# Trecho dado

+--

Em estudos com humanos, pesquisadores realizaram uma análise de metabólitos de PUFAs em amostras de sangue do cordão umbilical de bebês e depois monitoraram o desenvolvimento das crianças até os 6 anos, observando se os sintomas do TEA estavam presentes.


A avaliação foi feita utilizando escalas e testes específicos, como o Cronograma de Observação Diagnóstica do Autismo (ADOS-2) e as Escalas de Comportamentos Adaptativos de Vineland (VABS-II).


No estudo, verificou-se que altos níveis de um tipo de diol (11,12-diHETrE) impactavam a severidade dos sintomas do TEA, especialmente na interação social, enquanto níveis baixos de outro diol (8,9-diHETrE) estavam relacionados a comportamentos repetitivos.


Curiosamente, a presença desses compostos no sangue do cordão umbilical mostrou-se particularmente relevante para os sintomas de TEA em meninas.

+--

# Dados fornecidos
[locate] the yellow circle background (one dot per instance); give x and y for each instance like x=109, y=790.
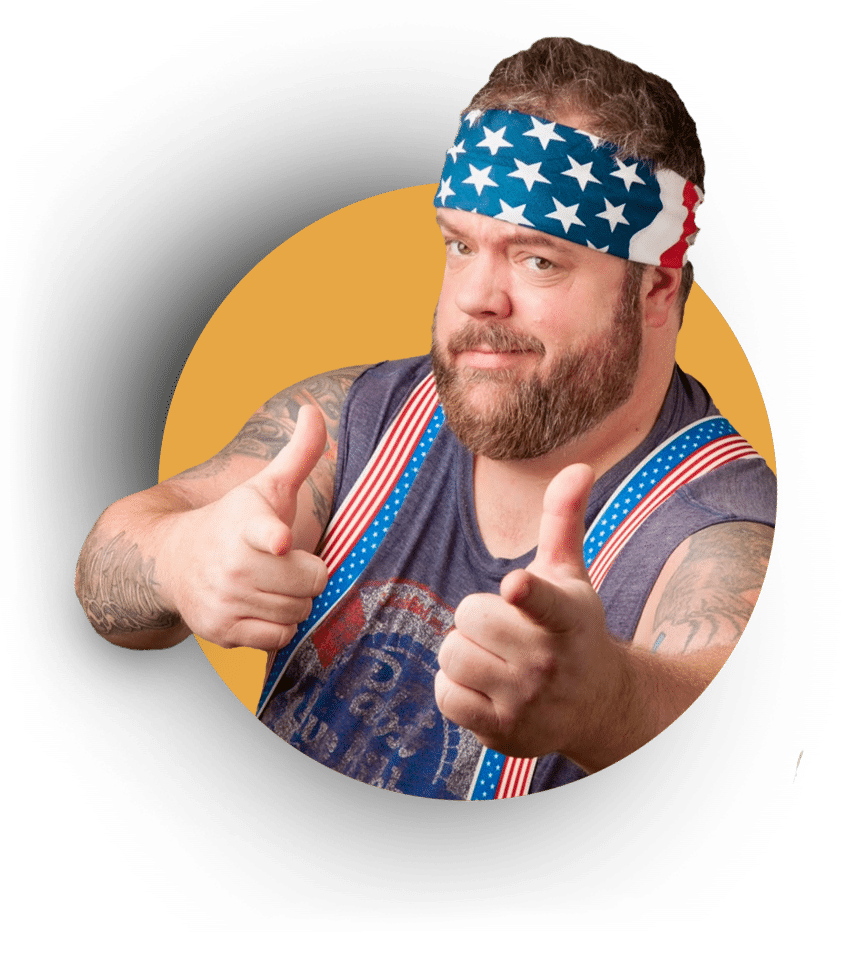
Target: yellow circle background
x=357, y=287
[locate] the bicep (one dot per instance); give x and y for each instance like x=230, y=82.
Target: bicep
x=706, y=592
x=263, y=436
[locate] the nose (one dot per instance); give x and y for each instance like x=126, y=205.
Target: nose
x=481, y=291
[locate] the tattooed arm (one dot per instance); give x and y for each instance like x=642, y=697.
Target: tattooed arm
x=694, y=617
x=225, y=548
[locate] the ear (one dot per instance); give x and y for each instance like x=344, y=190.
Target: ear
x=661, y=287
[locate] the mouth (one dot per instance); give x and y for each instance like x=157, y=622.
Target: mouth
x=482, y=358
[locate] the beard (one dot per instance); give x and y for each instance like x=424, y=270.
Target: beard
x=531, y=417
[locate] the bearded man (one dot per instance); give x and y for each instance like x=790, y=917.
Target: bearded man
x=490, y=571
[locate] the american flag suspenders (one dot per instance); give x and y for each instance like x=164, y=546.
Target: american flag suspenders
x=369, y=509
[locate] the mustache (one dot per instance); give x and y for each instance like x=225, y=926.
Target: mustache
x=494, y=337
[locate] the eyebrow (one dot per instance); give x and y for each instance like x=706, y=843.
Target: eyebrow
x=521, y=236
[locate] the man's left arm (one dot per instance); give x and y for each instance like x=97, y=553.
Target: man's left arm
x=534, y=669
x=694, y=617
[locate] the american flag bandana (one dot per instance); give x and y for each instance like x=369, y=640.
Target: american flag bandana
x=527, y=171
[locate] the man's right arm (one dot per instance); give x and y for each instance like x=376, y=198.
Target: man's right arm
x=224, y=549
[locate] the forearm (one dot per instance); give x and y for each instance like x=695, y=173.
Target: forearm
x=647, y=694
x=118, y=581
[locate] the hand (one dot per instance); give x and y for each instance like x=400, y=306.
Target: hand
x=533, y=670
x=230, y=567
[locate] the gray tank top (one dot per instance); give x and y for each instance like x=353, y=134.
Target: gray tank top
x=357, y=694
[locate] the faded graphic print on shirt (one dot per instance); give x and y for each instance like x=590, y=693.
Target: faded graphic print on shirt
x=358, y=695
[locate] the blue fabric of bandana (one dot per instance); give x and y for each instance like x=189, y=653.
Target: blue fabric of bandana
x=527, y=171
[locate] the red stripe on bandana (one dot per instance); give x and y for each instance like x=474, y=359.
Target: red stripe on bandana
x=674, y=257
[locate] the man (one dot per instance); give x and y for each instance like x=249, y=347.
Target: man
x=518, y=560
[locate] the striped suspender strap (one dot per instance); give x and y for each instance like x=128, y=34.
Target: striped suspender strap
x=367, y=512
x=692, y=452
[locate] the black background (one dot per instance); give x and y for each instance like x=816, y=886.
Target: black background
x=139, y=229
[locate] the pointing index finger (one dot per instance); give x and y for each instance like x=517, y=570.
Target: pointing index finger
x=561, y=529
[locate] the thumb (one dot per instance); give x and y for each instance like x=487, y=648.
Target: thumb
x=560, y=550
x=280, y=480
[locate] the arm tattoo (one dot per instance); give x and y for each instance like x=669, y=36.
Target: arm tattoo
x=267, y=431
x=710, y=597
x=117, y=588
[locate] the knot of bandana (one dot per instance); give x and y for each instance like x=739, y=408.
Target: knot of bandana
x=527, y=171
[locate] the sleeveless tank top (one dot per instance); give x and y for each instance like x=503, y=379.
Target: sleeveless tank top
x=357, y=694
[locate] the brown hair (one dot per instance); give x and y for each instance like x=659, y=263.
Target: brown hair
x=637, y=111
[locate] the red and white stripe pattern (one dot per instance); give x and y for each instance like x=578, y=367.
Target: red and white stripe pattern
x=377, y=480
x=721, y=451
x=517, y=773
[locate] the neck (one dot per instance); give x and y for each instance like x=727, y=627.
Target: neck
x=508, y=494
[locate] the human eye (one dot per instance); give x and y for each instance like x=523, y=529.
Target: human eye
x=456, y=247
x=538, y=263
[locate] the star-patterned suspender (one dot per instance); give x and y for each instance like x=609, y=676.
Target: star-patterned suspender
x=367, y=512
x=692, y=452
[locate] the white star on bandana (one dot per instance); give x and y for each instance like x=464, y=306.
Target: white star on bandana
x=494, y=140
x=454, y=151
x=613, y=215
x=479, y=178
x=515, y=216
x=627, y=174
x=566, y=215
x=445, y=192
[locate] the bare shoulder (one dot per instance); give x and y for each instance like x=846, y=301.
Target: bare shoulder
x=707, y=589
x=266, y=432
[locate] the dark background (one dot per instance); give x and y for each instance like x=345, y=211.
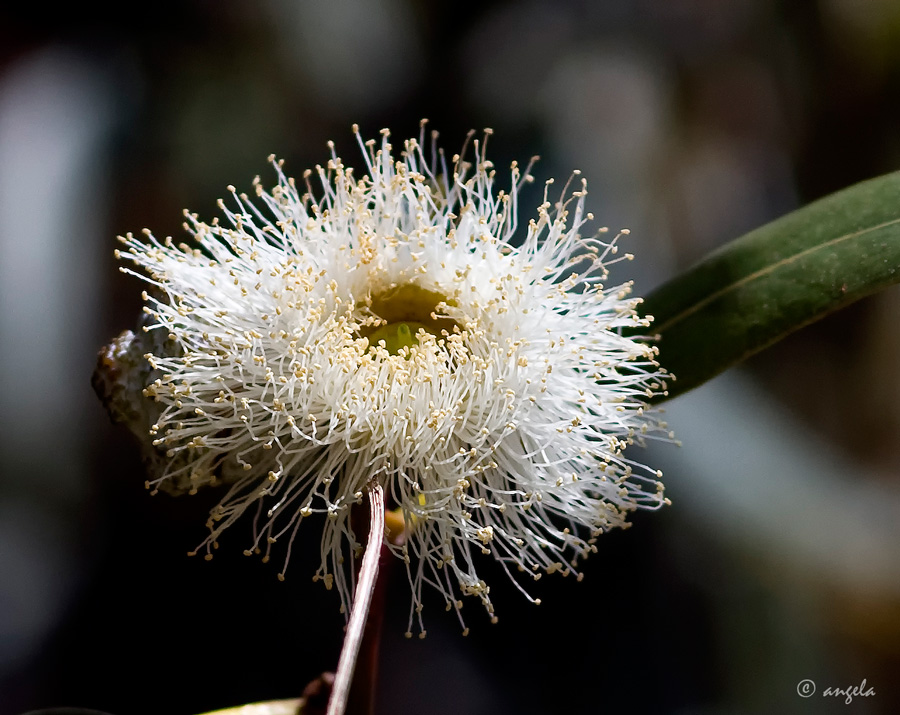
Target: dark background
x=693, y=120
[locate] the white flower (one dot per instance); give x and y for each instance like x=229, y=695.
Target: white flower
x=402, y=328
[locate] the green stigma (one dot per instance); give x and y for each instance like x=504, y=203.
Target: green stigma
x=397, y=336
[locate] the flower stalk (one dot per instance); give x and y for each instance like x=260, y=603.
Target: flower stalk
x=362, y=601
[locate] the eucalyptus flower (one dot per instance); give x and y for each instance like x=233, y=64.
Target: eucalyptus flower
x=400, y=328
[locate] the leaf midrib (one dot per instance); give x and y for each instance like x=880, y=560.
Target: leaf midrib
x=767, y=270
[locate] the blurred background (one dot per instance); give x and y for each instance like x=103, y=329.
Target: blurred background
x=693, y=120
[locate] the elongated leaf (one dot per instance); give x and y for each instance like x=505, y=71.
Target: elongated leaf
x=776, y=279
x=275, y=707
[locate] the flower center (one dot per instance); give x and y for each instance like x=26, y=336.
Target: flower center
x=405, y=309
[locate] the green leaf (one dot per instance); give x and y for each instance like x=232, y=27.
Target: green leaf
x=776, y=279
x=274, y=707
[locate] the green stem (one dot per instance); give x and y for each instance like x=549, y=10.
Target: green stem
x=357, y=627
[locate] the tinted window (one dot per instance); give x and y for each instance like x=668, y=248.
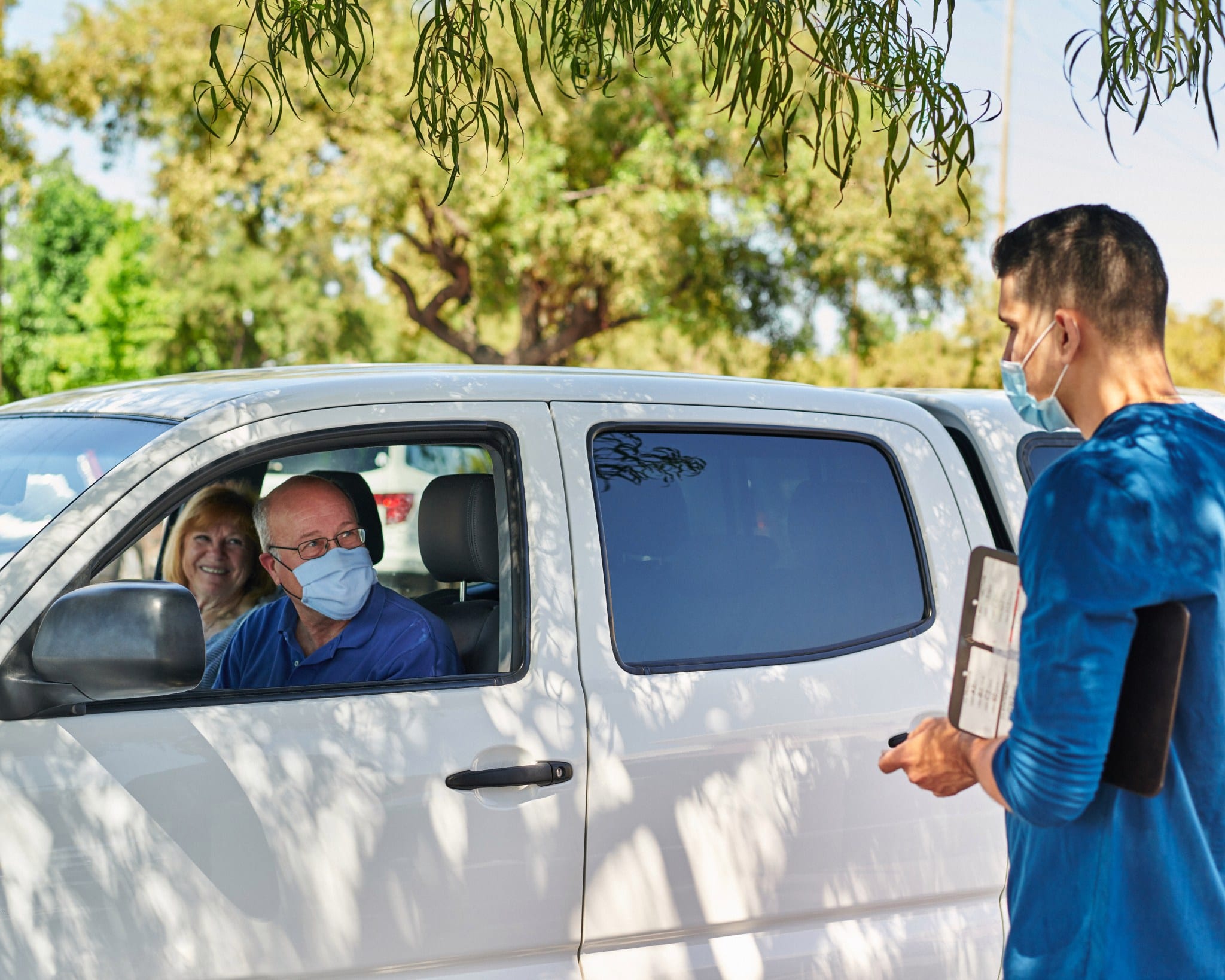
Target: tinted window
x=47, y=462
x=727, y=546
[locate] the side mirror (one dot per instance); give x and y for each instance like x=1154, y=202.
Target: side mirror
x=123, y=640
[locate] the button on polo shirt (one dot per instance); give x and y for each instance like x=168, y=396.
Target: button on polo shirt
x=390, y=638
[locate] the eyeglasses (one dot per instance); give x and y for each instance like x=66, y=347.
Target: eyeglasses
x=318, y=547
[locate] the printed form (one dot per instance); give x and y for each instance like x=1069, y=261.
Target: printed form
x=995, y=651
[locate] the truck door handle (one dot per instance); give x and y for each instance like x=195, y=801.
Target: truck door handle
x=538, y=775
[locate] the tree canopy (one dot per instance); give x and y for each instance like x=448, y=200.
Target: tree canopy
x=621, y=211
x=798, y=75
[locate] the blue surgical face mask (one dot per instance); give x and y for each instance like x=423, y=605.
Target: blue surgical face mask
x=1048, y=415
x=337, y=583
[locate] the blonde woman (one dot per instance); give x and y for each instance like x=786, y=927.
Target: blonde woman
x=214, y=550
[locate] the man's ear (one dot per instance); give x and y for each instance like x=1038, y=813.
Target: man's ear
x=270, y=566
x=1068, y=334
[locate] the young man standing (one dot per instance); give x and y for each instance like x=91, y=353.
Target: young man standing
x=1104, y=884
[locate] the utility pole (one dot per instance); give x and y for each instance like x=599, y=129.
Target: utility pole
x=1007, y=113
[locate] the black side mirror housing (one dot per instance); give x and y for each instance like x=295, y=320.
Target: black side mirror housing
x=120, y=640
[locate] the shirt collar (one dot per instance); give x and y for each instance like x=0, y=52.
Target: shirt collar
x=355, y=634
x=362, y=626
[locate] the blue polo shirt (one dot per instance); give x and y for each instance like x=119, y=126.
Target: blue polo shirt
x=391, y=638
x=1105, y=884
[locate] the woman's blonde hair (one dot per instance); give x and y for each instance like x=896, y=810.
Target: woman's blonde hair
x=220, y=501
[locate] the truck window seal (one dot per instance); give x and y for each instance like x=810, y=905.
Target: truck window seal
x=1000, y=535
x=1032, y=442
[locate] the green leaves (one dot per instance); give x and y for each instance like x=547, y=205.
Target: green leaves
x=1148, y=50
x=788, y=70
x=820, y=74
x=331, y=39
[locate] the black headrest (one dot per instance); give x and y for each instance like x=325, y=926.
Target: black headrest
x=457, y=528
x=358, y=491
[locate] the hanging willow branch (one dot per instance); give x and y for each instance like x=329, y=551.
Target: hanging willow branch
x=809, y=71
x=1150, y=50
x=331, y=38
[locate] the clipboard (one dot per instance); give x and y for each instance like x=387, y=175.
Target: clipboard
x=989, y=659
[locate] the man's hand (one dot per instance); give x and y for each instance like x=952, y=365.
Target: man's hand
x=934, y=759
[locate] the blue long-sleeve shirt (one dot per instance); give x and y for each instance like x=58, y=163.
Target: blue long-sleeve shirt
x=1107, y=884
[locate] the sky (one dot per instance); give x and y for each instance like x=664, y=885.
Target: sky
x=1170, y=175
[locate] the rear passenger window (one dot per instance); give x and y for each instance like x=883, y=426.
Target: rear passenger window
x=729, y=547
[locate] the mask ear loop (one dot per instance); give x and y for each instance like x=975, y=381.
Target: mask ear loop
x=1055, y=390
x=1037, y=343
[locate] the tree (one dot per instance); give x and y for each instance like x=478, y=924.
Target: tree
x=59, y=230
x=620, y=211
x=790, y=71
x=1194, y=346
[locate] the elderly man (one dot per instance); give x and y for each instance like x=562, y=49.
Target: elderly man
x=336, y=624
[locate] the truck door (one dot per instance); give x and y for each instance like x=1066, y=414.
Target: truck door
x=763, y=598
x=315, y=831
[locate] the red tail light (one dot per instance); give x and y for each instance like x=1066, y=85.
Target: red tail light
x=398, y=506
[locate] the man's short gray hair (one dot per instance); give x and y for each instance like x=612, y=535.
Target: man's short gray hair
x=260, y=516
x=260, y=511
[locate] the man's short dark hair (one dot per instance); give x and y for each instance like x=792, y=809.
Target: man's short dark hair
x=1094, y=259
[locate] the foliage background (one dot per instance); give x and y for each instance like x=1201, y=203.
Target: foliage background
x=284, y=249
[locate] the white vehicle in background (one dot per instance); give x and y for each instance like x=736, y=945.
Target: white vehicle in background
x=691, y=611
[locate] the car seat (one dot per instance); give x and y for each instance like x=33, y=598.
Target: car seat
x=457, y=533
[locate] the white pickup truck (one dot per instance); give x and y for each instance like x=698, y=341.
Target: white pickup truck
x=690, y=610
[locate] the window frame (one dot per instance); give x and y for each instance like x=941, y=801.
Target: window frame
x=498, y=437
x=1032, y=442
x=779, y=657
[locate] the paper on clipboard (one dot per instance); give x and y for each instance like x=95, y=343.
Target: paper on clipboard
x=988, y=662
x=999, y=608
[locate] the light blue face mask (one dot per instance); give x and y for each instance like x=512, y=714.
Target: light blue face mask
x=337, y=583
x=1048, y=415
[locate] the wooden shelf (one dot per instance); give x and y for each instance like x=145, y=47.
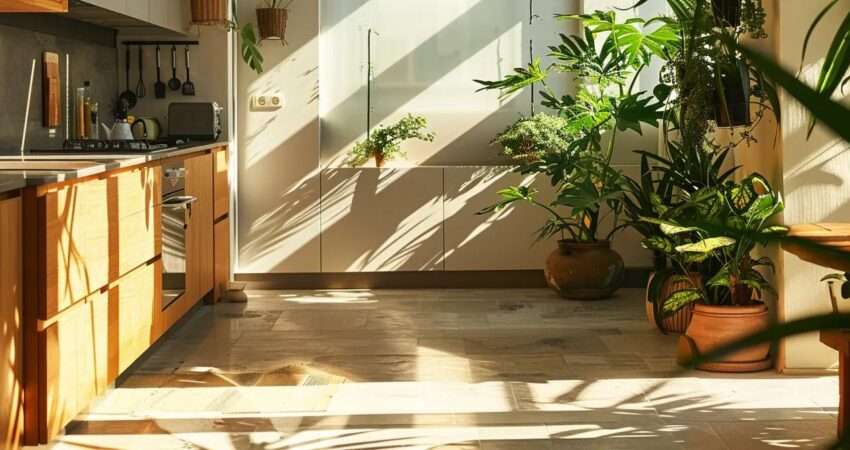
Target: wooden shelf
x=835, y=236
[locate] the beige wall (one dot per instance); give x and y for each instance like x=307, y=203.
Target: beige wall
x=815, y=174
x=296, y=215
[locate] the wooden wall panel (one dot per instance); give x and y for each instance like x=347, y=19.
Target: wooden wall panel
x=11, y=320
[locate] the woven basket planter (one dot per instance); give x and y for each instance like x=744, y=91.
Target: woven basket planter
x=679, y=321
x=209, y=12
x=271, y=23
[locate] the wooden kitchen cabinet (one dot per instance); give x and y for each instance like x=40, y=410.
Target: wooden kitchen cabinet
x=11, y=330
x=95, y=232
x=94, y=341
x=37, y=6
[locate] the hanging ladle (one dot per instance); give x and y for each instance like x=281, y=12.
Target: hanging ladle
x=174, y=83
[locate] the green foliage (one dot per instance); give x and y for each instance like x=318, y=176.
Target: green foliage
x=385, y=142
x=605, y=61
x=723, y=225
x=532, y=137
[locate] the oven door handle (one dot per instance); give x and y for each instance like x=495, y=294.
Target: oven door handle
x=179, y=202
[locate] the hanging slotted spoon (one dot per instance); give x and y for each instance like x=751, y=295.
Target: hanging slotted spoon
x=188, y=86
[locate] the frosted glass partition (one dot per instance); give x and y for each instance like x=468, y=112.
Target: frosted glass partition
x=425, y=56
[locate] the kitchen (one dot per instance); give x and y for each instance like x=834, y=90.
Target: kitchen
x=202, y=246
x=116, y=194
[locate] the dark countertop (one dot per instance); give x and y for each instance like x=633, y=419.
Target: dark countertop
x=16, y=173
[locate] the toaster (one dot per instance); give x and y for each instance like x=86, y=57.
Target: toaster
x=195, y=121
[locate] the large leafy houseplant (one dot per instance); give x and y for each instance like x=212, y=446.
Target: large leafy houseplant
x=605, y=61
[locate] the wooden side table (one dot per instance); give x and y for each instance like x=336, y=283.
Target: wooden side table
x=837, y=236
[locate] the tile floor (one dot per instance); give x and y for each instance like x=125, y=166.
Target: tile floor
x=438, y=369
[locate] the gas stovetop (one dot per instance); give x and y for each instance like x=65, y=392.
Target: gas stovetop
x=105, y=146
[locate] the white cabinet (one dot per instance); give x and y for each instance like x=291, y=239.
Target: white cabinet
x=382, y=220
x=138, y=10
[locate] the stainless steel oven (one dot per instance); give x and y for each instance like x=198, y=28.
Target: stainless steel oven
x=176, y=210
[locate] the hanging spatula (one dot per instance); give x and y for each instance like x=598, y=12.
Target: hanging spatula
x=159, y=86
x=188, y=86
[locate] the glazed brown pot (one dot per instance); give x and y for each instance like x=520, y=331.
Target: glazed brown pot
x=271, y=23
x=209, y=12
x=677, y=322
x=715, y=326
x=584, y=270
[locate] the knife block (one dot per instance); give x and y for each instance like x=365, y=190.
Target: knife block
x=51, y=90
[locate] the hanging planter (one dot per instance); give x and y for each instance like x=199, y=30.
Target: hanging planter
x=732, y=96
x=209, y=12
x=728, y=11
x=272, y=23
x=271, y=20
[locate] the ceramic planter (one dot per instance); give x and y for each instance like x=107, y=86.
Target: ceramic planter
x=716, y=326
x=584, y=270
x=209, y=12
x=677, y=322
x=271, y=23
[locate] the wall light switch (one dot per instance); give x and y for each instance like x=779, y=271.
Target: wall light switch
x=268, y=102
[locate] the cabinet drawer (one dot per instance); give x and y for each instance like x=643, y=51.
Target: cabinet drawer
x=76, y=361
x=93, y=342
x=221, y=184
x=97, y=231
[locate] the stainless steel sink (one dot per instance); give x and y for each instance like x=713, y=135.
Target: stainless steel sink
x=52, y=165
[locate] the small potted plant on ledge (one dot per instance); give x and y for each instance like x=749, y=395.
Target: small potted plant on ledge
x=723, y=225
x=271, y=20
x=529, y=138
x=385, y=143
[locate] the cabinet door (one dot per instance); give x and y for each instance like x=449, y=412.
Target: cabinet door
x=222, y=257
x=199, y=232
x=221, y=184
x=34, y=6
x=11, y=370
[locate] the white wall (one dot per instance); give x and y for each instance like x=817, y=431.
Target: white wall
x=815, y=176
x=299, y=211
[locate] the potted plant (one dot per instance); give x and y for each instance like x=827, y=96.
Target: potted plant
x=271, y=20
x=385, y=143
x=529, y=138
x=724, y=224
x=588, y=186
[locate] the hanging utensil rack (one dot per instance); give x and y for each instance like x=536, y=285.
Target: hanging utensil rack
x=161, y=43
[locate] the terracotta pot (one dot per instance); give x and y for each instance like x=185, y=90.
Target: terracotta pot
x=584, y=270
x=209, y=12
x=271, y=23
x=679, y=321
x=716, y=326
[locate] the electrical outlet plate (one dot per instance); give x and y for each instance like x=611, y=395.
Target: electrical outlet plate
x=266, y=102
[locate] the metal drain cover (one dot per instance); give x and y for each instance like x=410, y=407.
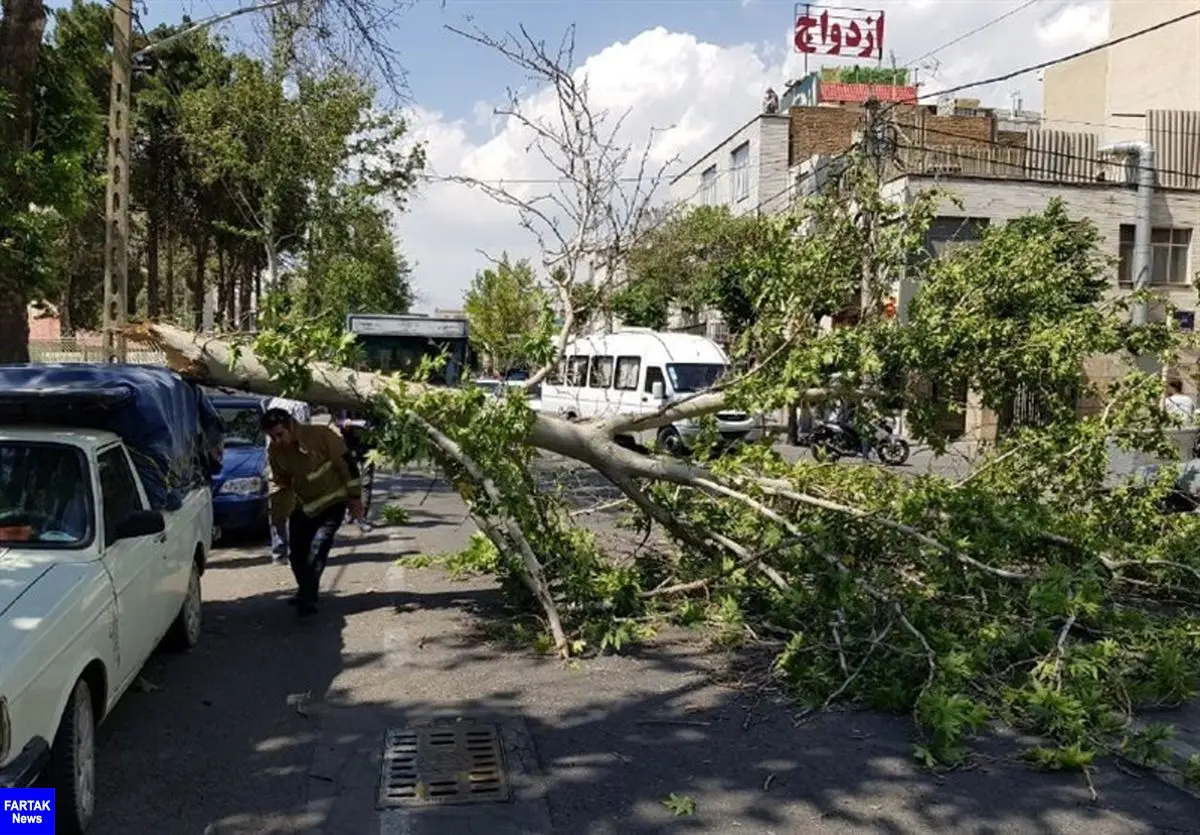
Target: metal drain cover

+--

# Enunciado 1
Diga se cada afirmação concorda com o texto sobre o sangue do cordão umbilical e o autismo, respondendo sim ou não e citando as palavras do texto que decidem: (a) As crianças foram acompanhadas até os 10 anos. (b) Níveis baixos de 8,9-diHETrE estavam relacionados a comportamentos repetitivos. (c) Os compostos se mostraram particularmente relevantes para os sintomas em meninos.
# Enunciado 2
Dê continuidade ao texto sobre o sangue do cordão umbilical e o autismo a partir da última frase.
Os registros não têm relação com o trecho dado.

# Resposta 1
(a) Não: "monitoraram o desenvolvimento das crianças até os 6 anos".
(b) Sim: "níveis baixos de outro diol (8,9-diHETrE) estavam relacionados a comportamentos repetitivos".
(c) Não: "mostrou-se particularmente relevante para os sintomas de TEA em meninas".

# Resposta 2
Esses estudos indicam que a presença de certos metabólitos inflamatórios e a resposta imunológica durante a gravidez podem desempenhar um papel crucial no desenvolvimento do TEA.


Mais especificamente, os altos níveis de compostos inflamatórios derivados dos PUFAs durante a gestação parecem criar um ambiente biológico que pode predispor ao desenvolvimento de sintomas do TEA, especialmente quando há níveis mais baixos dos compostos anti-inflamatórios.


Estudos futuros poderão focar em entender como a regulação desses metabólitos pode ajudar a minimizar os riscos e até mesmo contribuir para novos métodos de prevenção e intervenção.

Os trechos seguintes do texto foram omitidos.